Exercise prompt
A faithful copy of all the records is needed, with the pictures omitted.

Information provided
□ □ □

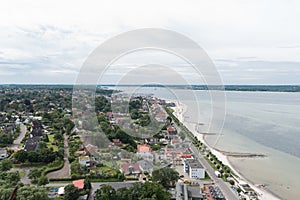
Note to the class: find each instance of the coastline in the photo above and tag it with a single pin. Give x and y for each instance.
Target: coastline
(179, 111)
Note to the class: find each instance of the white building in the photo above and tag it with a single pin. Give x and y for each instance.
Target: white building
(3, 154)
(85, 161)
(194, 169)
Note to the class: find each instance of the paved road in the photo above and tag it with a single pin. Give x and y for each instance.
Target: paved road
(65, 171)
(225, 187)
(18, 140)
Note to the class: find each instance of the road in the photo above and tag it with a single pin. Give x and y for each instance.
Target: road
(65, 171)
(225, 187)
(19, 139)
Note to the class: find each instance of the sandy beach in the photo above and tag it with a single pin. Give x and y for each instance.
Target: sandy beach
(179, 112)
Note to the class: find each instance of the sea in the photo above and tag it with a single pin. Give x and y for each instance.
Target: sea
(252, 122)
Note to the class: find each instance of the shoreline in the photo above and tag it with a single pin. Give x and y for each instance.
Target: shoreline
(264, 194)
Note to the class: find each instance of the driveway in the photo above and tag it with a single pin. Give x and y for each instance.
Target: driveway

□ □ □

Response to this exercise
Note to the class: find each instance of the coastline in the photo above and tag it with a single pin. Give x and y for each instance.
Target: coastline
(179, 111)
Note to the class: find each instance of the white building in the photo above and tag it with a single pin. Give x and y for each instance.
Target: white building
(3, 154)
(85, 161)
(194, 169)
Note to the class: find each instance of the paved road in the photo above and tag it with a single pin. Give x and y for each instance.
Target: paved road
(65, 171)
(225, 187)
(18, 140)
Note to the class: find each instance of the road in the photo above and tag it with a single pin. Give x and y for each instance.
Target: road
(65, 171)
(225, 187)
(19, 139)
Note to the class: find each instance of the sandy beach in the photo above and tag it with a single pin. Give x and y for each instance.
Target: sandy beach
(179, 112)
Note to the class: find each instance of the sea in the photo above and tag it with a single pin. Give x and y for each instance.
Target: sea
(252, 122)
Note to the class: find each instance of the shoreline in the photo above and tag it with a single pin. Give x and y for each instance.
Target: shoreline
(264, 194)
Note to the class: find each instance of the driveway in the photo above and tag it with a single pin. Give x and y for each instance.
Target: driveway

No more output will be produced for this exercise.